FRAGMENTO —
CINCO DÍAS EN EL BAFICI 2018

Diario de Festival

Miércoles 11

Llegada. Buenos Aires le recuerda a un montevideano que estuvo semi-muerto, viviendo un espejismo provinciano. Ver el programa del BAFICI 2018 (incluso después de sentirse agobiado por el del festival de Cinemateca) es casi deprimente: la oferta es obscena, más si uno vino por apenas unos días. Por si la oferta del BAFICI no fuese suficiente, está el BAZOFI,  un festival  con rarezas y películas clase B, que también abre hoy de noche, a la misma hora, y dura los mismos 11 días, exhibiendo joyas en celuloide, para deprimirme mejor. La apertura es con la comedia Crazy Mamma (1975), de Jonathan Demme. No llego a ninguna apertura ni a la fiesta posterior. Flavio sí. Me contó que la función del BAZOFI estuvo hermosa. Había algo así como 40 personas y la presentó Fernando Martín Peña, la cabeza detrás de toda esa demencia. Crazy Mamma es básicamente un borrador de las comedias neuróticas que Demme haría en los 80s (como Totalmente Salvaje y Casada con la Mafia), y que tiene todo el humanismo y ternura de su mejor cine, además de esa cualidad rarísima de cambiar de género ya no de una escena a la otra, sino dentro del mismo plano. Flavio me dice que siempre es una belleza ver los primero planos de gente mirando a cámara que hace Demme, y que la copia en 35mm estaba virada hacia un rosado que la volvía algo parecido a ver una película hogareña desacatada. Es decir, la volvía algo incluso más encantador. Me lo perdí. Mañana empieza la cosa para mí.

CONSIGNA — Reescribe como una lista más breve el párrafo del diario que comienza con «Llegada. Buenos Aires le recuerda» y conserva sus datos principales. Responde basándote únicamente en el diario.

Entradas guardadas:
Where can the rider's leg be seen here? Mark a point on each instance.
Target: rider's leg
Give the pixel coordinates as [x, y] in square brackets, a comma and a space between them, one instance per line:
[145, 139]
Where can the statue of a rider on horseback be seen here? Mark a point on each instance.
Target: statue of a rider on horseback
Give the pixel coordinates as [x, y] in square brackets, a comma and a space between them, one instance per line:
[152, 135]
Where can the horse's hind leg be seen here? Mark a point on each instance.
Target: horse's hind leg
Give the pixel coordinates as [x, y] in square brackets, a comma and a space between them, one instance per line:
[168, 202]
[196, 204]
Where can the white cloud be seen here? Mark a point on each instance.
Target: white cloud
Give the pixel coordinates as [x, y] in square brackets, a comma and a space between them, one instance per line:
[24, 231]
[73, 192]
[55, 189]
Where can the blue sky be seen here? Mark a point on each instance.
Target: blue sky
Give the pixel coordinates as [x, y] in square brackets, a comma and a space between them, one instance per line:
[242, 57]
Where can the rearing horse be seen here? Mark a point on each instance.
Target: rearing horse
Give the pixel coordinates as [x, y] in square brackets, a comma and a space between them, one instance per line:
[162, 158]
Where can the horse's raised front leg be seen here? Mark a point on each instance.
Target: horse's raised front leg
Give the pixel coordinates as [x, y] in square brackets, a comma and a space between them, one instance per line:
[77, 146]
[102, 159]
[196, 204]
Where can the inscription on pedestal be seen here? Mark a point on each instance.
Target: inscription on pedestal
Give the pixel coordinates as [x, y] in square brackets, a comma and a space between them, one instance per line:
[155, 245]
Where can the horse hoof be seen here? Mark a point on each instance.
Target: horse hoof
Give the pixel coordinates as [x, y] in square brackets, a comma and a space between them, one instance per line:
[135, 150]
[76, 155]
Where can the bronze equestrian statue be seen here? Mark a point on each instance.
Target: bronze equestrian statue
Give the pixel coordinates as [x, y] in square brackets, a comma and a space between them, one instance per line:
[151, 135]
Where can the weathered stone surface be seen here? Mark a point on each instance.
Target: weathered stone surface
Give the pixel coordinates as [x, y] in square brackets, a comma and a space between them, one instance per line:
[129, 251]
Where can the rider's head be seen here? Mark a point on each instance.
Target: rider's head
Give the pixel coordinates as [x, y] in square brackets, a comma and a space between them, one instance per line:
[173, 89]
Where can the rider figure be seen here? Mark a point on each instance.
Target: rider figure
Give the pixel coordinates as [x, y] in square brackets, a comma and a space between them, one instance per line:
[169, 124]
==
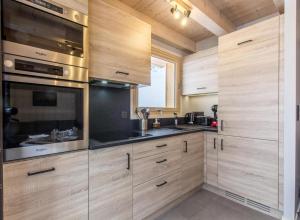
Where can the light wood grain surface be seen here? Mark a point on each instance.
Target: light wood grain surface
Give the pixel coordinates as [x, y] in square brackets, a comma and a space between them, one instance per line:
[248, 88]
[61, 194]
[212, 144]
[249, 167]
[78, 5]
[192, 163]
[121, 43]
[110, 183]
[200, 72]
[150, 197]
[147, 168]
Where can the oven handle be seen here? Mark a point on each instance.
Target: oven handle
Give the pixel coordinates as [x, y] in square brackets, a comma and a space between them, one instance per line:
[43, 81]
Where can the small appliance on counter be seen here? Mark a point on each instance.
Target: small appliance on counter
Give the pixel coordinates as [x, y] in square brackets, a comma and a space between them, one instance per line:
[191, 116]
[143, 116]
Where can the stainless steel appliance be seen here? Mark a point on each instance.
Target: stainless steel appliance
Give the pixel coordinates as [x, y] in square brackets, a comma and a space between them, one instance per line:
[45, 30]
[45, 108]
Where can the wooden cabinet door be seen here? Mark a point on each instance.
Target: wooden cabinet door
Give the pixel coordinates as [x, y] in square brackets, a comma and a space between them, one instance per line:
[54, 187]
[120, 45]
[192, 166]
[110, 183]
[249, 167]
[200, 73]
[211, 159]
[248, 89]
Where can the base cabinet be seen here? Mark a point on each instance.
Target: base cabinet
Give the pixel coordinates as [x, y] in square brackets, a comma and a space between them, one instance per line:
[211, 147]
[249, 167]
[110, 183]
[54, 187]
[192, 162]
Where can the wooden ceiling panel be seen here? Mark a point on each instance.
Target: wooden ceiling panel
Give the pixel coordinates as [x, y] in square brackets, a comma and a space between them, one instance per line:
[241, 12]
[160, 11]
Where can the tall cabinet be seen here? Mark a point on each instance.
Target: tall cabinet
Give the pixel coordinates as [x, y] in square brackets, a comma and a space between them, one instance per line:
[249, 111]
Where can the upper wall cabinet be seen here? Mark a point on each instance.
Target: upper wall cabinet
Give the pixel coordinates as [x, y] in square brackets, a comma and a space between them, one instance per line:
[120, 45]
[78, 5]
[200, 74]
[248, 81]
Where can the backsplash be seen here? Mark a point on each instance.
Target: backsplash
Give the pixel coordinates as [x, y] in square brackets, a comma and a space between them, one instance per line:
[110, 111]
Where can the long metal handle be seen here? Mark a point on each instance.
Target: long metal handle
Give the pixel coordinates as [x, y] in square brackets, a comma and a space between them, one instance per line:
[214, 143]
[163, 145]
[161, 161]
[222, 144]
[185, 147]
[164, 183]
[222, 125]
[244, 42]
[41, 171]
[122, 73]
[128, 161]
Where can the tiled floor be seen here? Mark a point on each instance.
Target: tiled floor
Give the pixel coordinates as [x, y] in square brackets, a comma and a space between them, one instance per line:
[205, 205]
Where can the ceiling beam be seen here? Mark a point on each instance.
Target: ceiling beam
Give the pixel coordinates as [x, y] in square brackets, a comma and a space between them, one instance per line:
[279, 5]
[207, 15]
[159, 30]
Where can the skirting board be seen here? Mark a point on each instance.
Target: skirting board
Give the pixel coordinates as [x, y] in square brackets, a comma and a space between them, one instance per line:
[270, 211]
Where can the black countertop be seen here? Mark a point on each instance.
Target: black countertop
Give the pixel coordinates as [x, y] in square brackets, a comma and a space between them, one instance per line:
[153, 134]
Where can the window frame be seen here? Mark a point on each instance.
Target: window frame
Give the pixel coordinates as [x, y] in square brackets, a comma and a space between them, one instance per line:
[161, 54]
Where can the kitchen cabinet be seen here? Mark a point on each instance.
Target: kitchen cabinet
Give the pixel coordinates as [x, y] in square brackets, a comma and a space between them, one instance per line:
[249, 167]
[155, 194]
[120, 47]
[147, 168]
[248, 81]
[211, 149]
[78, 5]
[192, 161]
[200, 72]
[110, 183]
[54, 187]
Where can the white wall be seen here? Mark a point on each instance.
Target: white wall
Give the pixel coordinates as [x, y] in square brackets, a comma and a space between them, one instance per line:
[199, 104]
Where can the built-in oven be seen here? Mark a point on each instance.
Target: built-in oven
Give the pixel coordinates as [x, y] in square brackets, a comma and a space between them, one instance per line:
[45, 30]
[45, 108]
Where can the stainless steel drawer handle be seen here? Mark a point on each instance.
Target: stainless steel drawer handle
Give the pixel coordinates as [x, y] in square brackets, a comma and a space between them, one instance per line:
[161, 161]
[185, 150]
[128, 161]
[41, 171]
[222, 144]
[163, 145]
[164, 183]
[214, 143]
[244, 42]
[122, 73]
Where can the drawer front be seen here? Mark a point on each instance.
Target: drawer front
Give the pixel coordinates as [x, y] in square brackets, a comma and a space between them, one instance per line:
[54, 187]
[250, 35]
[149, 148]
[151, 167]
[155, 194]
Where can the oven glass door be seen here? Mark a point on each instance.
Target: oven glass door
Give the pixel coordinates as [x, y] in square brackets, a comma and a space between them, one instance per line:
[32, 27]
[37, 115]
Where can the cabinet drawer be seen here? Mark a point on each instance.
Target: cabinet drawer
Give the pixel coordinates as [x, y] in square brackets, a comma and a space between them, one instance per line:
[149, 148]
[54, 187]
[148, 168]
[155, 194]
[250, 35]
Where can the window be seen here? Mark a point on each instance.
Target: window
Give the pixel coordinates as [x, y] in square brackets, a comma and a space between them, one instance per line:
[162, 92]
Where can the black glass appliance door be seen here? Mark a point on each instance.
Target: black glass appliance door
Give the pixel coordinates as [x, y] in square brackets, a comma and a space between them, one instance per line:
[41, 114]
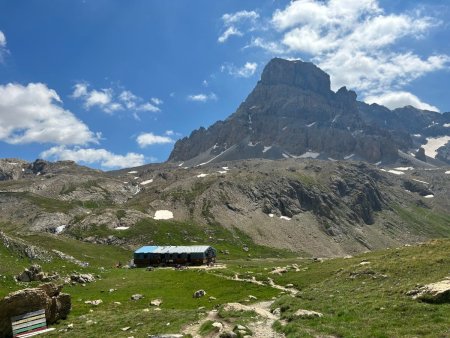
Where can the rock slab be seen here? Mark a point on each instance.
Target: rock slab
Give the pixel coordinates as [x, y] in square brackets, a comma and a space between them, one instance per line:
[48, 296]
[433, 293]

RESPUESTA —
- Buenos Aires le recuerda a un montevideano que estuvo semi-muerto, viviendo un espejismo provinciano.
- El programa del BAFICI 2018 resulta casi deprimente: la oferta es obscena, sobre todo para quien vino por pocos días.
- Además está el BAZOFI, un festival de rarezas y películas clase B. Abre esa noche a la misma hora, dura los mismos 11 días y exhibe joyas en celuloide.
- Su apertura es con la comedia Crazy Mamma (1975), de Jonathan Demme.
- El autor del diario no llega a ninguna apertura ni a la fiesta posterior, pero Flavio sí.
- Según Flavio, la función del BAZOFI estuvo hermosa. Hubo unas 40 personas y la presentó Fernando Martín Peña, la cabeza detrás del festival.
- Crazy Mamma es un borrador de las comedias neuróticas que Demme haría en los 80, como Totalmente Salvaje y Casada con la Mafia. Tiene el humanismo y la ternura de su mejor cine y cambia de género dentro del mismo plano.
- Flavio destaca los primeros planos de gente mirando a cámara. También menciona la copia en 35 mm virada al rosado, que la hacía parecer una película hogareña y aún más encantadora.
- Para el autor del diario, la cosa empieza al día siguiente.